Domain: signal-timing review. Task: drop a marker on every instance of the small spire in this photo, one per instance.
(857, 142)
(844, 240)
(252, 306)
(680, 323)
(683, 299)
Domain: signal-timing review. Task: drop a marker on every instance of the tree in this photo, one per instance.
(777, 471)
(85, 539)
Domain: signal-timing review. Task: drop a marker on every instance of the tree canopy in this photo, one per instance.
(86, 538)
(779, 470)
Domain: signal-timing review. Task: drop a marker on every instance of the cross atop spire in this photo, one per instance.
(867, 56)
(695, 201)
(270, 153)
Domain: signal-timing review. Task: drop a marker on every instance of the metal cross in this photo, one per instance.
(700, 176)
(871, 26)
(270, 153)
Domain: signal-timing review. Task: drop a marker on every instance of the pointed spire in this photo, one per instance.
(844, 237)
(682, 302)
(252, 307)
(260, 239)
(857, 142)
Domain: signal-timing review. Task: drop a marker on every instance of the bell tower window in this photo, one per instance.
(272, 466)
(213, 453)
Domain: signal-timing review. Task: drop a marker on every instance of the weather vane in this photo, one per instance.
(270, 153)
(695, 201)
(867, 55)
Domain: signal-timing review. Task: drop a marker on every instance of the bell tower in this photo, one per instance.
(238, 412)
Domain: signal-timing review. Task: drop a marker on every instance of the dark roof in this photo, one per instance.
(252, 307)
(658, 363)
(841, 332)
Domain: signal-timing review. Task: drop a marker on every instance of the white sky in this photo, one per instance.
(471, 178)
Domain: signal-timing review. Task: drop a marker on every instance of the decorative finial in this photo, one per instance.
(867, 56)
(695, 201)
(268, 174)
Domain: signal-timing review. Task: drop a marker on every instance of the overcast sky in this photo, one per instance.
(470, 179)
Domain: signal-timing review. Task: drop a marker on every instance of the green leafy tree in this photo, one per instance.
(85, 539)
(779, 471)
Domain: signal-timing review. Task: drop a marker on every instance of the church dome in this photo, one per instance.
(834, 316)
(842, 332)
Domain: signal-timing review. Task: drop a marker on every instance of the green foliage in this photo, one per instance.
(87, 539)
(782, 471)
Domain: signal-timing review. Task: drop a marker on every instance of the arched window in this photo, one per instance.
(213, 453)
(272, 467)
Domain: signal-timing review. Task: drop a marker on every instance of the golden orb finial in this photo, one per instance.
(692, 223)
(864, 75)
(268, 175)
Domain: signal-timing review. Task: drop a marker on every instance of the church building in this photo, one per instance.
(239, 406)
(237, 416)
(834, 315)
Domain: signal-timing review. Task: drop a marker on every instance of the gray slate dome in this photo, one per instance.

- [Written exercise]: Return all of the entries word for word.

- [The solution]:
Domain: signal-timing review. Task: drop a marker on every instance of the small spire in this photo, one per instance.
(857, 142)
(844, 240)
(252, 306)
(680, 323)
(683, 299)
Domain: signal-timing review. Task: drop a marker on every instance of the tree in this photo, one per instance.
(777, 471)
(85, 539)
Domain: signal-timing review. Task: drop a marker on every instance of the tree canopy in this photo, one per instance.
(86, 538)
(779, 470)
Domain: signal-timing review. Task: drop a marker on every instance of the cross atop spire in this photo, one per instance.
(867, 56)
(695, 201)
(270, 153)
Domain: signal-timing review. Task: drop a marker on every instance of the metal cross in this photo, one per instance.
(700, 176)
(871, 26)
(270, 153)
Domain: signal-timing review. Task: drop a marker on every instance of the pointed spire in this photo, one per instance.
(844, 237)
(682, 302)
(252, 307)
(260, 239)
(857, 142)
Domain: signal-timing review. Task: drop a marker on every instance of the bell tower window in this photo, one per instance.
(272, 466)
(213, 453)
Domain: signal-timing review. Task: drop a marker on every instance of the weather vane in this photo, one per instance.
(270, 153)
(695, 201)
(867, 55)
Domain: signal-timing review. Task: drop a marker on every instance of the bell tower in this photo, one per instance.
(238, 412)
Domain: signal-timing review. Task: drop a marker on every instance of the dark roof in this photo, one per instance.
(252, 307)
(658, 363)
(841, 332)
Domain: signal-timing review. Task: drop a marker on every instance of the white sky in this photo, one per instance.
(471, 178)
Domain: signal-timing review. Task: drop a marker on every instance of the decorative finial in this photo, one per instance.
(867, 56)
(695, 201)
(268, 174)
Domain: signal-timing review. Task: drop a marker on every instance of the overcast sky in this photo, one per instance.
(470, 179)
Domain: signal-timing review. Task: drop a marker on every instance of the green leafy tree in this photo, one per instance.
(85, 539)
(779, 471)
Domain: signal-timing review. Task: drop a marker on every instance of the church dome in this photo, one per instance.
(834, 316)
(842, 332)
Domain: signal-timing review. Task: drop a marker on every instance of the green foliage in this photo, one per instance.
(87, 539)
(782, 471)
Domain: signal-timing review. Task: drop a marker on every instance of the arched window in this photo, one per instance.
(213, 453)
(272, 467)
Domain: signal-timing review. Task: drop a marker on every instance of the golden orb finial in this photo, one per instance.
(692, 223)
(864, 75)
(268, 175)
Domain: signal-timing review. Task: drop a marker on every instance of the church building in this photo, one per instance.
(239, 406)
(237, 416)
(834, 315)
Domain: signal-timing review. Task: drop a marker on every instance of the gray slate dome in this photo, one per instance.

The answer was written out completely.